┌────────
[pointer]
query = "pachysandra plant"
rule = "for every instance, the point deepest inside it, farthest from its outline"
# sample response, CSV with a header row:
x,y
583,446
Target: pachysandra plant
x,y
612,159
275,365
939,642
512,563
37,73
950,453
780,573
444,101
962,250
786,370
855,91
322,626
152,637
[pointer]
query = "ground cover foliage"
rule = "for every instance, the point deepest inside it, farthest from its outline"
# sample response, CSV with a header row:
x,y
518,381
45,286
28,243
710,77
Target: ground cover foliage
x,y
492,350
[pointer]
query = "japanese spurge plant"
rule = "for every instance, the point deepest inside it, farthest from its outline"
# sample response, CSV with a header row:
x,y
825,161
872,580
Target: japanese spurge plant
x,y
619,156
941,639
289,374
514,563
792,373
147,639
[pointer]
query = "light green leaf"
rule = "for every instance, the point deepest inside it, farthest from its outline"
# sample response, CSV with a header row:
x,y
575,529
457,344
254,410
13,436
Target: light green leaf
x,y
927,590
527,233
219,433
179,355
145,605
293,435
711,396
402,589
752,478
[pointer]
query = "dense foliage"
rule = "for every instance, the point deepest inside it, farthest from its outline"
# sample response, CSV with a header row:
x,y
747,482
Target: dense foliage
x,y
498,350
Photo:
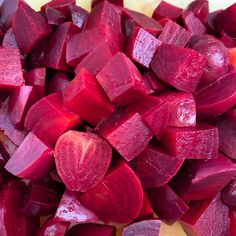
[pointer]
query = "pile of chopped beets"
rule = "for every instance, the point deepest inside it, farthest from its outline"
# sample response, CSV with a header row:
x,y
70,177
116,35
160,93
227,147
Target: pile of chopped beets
x,y
112,117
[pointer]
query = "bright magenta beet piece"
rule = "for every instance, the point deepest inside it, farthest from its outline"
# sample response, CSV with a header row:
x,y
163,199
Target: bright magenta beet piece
x,y
182,108
200,142
84,96
71,209
48,120
117,197
181,68
32,160
167,204
141,46
121,80
36,27
82,159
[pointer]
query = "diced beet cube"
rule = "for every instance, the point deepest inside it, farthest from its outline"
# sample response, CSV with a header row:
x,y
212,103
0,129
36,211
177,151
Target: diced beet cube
x,y
167,204
48,120
20,102
155,168
36,27
182,68
167,10
209,217
182,108
32,160
85,97
10,72
71,209
202,179
200,142
141,46
174,34
121,80
83,169
117,197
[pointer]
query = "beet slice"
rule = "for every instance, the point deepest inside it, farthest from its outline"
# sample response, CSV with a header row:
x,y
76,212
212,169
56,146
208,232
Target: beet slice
x,y
141,46
155,168
71,209
167,204
182,68
84,96
121,80
209,217
82,169
117,197
146,227
54,119
36,27
200,142
182,108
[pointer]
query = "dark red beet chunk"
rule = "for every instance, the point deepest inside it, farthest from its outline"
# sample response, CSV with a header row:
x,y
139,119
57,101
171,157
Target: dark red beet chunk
x,y
36,27
200,142
141,46
167,204
182,68
118,197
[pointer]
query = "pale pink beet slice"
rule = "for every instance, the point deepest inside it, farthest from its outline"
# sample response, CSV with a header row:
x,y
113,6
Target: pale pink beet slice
x,y
84,96
71,209
181,68
48,120
32,160
82,159
36,27
118,197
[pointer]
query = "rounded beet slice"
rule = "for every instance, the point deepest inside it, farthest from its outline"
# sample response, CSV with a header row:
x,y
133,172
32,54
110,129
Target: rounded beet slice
x,y
82,159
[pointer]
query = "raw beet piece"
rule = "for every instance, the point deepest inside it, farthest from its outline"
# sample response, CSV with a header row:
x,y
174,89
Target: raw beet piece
x,y
218,97
82,159
48,120
71,209
20,101
149,227
167,204
84,96
182,108
182,68
92,230
209,217
121,80
201,179
200,142
32,160
166,10
36,27
155,168
117,197
10,72
141,46
174,34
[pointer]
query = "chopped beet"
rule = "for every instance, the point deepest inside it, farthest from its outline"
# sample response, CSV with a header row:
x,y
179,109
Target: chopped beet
x,y
85,97
32,160
82,159
200,142
71,209
54,119
121,80
117,197
182,68
35,26
182,108
167,204
141,46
└────────
Write the records out once more, exactly as they appear, with no pictures.

## EXERCISE RESULT
[pointer]
query = "pachysandra plant"
rule = "for every instance, the point deepest inside it, farthest from its outline"
# sample response, CSV with a header row:
x,y
583,446
Target: pachysandra plant
x,y
612,159
275,365
939,642
512,563
37,73
950,453
780,573
444,101
962,250
786,370
855,91
322,626
152,637
[pointer]
query = "ground cover foliage"
rule = "for every instance, the point deepest inside it, farthest from its outline"
# sample response, CSV with a header row:
x,y
518,381
45,286
28,243
710,77
Target: ground cover foliage
x,y
492,350
[pointer]
query = "japanese spurge plant"
rule = "for every instance, the point deepest inside it, farthest from its outline"
# sample response, CSV with a header row:
x,y
825,161
872,580
Target: japanese spurge plant
x,y
619,156
941,639
289,374
514,563
792,373
147,639
[pointer]
query = "light green leaf"
rule = "for every instance, the point deepest inside it, farthest from its outline"
# sample response, CSV with a header row:
x,y
575,529
457,344
254,410
13,436
Target: light green leaf
x,y
927,590
527,233
219,433
179,355
145,605
293,435
711,396
402,589
752,478
[pointer]
query = "dense foliage"
rule = "for every instance, the point deepest inside it, farthest from its outline"
# sample response, CSV with a header row:
x,y
747,482
Target: dense foliage
x,y
498,350
Photo:
[pointer]
query = "pile of chopped beets"
rule = "for every instance, the point deepest inside it, farthest from its outline"
# sample response, CSV with a header row:
x,y
70,177
116,35
160,93
227,147
Target: pile of chopped beets
x,y
112,117
[pointer]
query = "bright magenta beet piece"
rule = "for every instance, the point deepest inside it, farthest from its outline"
# sample response, CSV with a header row:
x,y
163,199
Target: bright magenta beet piece
x,y
182,108
200,142
84,96
71,209
48,120
117,197
181,68
32,160
167,204
141,46
121,80
36,27
82,159
[pointer]
query = "diced beet cube"
rule = "for every instance, the point deepest inside it, farthest from its outline"
# sample response, CSV with a header row:
x,y
212,103
0,129
36,211
177,151
Target: diced beet cube
x,y
167,204
48,120
20,102
155,168
36,27
182,68
167,10
209,217
182,108
32,160
85,97
10,72
71,209
202,179
200,142
141,46
174,34
121,80
83,169
117,197
[pointer]
query = "beet slice"
rule = "for every instance, the point deepest inside it, farthest from its outline"
# sample response, CSV with a header row:
x,y
76,212
212,169
56,146
208,232
Target: beet slice
x,y
141,46
155,168
71,209
167,204
182,68
84,96
121,80
209,217
82,169
117,197
146,227
54,119
36,27
200,142
182,108
[pointer]
query = "dark red beet chunk"
rule = "for every instance, the point deepest inside it, farthest from its outline"
# sample response, CSV with a header row:
x,y
139,119
57,101
171,157
Target: dark red beet chunk
x,y
36,27
200,142
141,46
167,204
182,68
118,197
[pointer]
query = "pale pink beet slice"
rule = "for every instance, the point deepest inside it, farthest from its outline"
# sample response, CSV with a header row:
x,y
113,6
Target: pale pink beet slice
x,y
84,96
71,209
181,68
48,120
32,160
82,159
36,27
118,197
[pointer]
query = "rounded beet slice"
rule = "for every instance, the point deepest inside it, farthest from its outline"
# sample response, CSV with a header row:
x,y
133,172
32,54
110,129
Target: rounded beet slice
x,y
82,159
[pointer]
query = "raw beet piece"
rule = "for every instance, the point deepest inside it, farthest from its outline"
# sample response, CSV with a header row:
x,y
174,89
Target: raw beet piece
x,y
218,97
82,159
48,120
71,209
20,101
149,227
167,204
84,96
182,108
182,68
92,230
209,217
121,80
201,179
200,142
32,160
166,10
36,27
155,168
117,197
10,72
141,46
174,34
[pointer]
query = "chopped beet"
rule = "for every instance, the point deepest inside it, farthest from its outline"
# sample response, CSV with a header row:
x,y
179,109
Target: chopped beet
x,y
85,97
32,160
82,159
200,142
71,209
54,119
121,80
117,197
182,68
35,26
182,108
167,204
141,46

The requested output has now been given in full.